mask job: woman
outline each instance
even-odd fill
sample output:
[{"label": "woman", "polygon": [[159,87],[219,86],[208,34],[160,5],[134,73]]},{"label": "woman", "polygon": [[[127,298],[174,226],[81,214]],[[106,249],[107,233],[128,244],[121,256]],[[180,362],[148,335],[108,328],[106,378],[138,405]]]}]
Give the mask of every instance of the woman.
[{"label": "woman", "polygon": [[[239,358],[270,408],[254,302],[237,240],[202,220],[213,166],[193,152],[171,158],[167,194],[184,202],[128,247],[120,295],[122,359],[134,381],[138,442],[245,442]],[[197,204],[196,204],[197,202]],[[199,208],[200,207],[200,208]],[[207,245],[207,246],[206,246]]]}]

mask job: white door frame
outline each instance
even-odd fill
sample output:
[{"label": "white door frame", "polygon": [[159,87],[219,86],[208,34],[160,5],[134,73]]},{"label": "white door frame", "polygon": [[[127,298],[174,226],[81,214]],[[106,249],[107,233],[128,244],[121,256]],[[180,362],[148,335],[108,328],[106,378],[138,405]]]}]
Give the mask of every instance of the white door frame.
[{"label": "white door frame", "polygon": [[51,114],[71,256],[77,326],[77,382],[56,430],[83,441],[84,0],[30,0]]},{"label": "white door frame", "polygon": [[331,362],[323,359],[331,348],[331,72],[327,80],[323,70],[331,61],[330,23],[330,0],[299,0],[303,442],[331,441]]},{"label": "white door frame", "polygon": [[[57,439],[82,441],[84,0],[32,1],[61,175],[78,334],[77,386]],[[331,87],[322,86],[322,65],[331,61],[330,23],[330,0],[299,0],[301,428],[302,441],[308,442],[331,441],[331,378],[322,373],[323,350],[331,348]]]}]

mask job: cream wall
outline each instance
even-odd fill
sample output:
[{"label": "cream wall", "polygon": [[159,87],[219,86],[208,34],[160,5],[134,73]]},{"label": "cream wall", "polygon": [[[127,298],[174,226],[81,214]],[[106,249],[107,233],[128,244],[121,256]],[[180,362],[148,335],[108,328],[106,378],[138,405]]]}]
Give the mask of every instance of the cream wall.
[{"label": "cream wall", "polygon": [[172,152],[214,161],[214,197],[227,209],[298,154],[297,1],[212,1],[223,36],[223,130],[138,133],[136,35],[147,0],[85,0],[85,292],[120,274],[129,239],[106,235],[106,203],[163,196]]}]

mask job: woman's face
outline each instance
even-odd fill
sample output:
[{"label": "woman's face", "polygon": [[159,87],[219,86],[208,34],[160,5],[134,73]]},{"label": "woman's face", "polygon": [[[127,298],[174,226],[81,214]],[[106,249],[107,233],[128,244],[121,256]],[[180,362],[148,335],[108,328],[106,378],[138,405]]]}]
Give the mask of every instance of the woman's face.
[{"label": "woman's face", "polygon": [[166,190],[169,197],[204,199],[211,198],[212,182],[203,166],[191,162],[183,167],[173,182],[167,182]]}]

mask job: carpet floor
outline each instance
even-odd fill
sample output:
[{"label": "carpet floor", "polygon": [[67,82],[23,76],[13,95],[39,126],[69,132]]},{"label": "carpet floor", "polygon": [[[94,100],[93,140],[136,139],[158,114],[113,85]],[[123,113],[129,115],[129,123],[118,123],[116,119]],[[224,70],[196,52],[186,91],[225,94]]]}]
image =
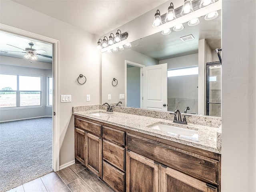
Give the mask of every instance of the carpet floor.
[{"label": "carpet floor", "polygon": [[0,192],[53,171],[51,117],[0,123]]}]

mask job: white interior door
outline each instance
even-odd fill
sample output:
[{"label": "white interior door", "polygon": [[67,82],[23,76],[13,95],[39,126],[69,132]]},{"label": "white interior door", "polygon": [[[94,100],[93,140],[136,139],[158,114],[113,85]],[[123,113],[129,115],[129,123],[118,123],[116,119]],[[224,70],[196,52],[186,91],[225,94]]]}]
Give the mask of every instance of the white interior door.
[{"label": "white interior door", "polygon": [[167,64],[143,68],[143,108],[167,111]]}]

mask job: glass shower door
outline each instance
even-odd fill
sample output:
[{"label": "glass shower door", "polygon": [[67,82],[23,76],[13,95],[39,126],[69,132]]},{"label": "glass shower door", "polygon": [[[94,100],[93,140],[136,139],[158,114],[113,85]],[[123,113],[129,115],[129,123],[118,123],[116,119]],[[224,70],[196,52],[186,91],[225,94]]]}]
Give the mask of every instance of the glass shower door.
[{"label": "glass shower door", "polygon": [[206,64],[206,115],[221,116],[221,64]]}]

==

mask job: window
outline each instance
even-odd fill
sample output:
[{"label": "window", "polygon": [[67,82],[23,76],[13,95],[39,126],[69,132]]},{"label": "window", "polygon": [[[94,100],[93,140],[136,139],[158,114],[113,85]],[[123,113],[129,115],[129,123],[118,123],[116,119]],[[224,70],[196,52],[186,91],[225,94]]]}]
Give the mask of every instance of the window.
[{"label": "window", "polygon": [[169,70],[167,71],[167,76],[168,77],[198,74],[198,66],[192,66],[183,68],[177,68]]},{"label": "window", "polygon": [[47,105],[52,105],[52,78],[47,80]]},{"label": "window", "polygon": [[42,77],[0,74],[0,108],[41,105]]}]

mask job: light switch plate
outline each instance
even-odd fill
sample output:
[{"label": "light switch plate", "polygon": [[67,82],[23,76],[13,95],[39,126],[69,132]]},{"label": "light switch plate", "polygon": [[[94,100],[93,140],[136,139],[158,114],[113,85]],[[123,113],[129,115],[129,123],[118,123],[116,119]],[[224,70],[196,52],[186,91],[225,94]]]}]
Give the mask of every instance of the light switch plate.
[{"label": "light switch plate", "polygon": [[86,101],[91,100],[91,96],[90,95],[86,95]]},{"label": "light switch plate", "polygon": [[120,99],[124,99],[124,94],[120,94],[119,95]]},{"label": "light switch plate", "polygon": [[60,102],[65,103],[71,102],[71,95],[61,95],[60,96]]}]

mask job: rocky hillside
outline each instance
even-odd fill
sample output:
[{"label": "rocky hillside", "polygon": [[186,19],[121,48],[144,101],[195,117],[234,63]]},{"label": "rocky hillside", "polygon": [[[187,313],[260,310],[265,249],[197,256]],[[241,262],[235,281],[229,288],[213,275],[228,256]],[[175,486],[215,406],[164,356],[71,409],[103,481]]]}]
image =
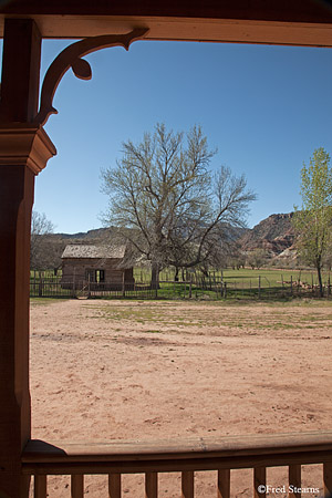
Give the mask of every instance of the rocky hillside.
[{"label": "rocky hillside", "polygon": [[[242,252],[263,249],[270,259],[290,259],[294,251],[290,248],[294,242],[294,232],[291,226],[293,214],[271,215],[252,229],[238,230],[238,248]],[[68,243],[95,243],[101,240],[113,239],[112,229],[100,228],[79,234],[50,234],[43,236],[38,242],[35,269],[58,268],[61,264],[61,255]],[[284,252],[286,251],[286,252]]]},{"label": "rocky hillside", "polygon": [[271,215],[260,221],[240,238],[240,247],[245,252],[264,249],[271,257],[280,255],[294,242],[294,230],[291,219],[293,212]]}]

-- SHORT EXERCISE --
Retype the part that opens with the line containing "mask job: window" and closes with the line containing "Give the mask of every instance of the window.", both of those lines included.

-- EXERCISE ANSWER --
mask job: window
outline each instance
even-odd fill
sample output:
[{"label": "window", "polygon": [[67,82],[23,76],[13,95],[39,126],[69,132]]},{"label": "window", "polygon": [[[94,100],[93,140],[136,139],[158,114],[113,85]],[[123,113],[129,115],[129,123],[118,123],[116,119]],[[224,70],[196,52],[186,91],[225,94]]]}]
Give the mask of every instance of the window.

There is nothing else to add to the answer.